## How to Calculate Interstitial Formation Energy for Aluminum

### Interstitial Formation Energy Calculation

The necessary tools to perform the basic calculations to investigate the interstital formation energy is shown in this page.

Figure 1. Consider one atom at the center-most part of the fcc Al system. Then add one more atom nearby that, coordinates of the new atom depends on whether octahedral (add (a/2, 0, 0)) or tetrahedral (add (a/4, a/4, a/4)) location is asked.

Atomic positions and a volume relaxation are performed with DFT calculations when the extra atom is inserted in one of the interstitial sites, preferably in the center of the simulation box. Similar to the vacancy formation calculations, this interstitial defect formation energy also needs a large supercell in order to accommodate more atoms, such that to keep the interaction of periodic defects minimized. To calculate the interstitial energy subtract energy per atom of Bulk Aluminum (∈) times the number of atoms (including the self interstitial) from the total energy of the structure containing the interstitial (Etot).

- _Challenge a_: Count the lines of the entries that contain the string "silhouette", and give only that number.
The page on interstitial formation energy has nothing to do with the entries.

- _Entries shown_:
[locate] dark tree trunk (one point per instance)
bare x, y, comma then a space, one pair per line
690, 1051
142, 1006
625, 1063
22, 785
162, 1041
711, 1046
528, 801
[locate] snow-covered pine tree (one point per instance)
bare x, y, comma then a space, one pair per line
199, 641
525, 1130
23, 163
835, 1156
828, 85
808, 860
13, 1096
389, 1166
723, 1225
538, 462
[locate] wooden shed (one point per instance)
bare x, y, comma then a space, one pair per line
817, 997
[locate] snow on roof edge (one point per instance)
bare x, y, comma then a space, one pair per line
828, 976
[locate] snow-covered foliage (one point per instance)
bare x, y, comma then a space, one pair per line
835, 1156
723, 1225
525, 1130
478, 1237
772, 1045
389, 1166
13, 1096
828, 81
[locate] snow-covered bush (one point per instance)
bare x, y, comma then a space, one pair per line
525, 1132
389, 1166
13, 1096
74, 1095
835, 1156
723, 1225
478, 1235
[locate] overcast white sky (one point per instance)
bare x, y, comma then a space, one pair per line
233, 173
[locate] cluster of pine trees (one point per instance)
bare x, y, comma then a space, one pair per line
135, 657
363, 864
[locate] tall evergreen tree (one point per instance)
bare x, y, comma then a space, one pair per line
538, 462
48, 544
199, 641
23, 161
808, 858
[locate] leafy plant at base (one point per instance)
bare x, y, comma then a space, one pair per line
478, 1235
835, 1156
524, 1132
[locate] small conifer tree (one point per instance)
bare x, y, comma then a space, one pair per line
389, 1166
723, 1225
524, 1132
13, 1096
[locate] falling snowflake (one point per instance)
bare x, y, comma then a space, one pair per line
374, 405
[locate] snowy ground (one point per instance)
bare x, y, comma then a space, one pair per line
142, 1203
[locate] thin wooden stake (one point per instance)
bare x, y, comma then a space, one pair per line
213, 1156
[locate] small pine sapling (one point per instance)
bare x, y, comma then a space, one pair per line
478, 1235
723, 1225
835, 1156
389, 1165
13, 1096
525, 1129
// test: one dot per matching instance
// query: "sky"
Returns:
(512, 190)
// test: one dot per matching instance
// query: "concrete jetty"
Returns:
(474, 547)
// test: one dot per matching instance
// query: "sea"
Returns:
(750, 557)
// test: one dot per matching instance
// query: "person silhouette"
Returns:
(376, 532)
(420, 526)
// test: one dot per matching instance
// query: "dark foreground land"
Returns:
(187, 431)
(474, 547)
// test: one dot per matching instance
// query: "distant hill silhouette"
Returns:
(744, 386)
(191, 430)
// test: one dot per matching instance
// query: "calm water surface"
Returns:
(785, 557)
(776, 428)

- _Challenge b_:
Using the page on interstitial formation energy, answer these questions:
(i) What is added to the coordinates for an octahedral location?
(ii) Why does the interstitial calculation need a large supercell?
(iii) What quantity is subtracted from the total energy of the structure containing the interstitial?

- _Task solution a_: 2

- _Task solution b_:
(i) (a/2, 0, 0)
(ii) A large supercell holds more atoms, which keeps the interaction of periodic defects minimized.
(iii) The energy per atom of bulk aluminum times the number of atoms, including the self interstitial.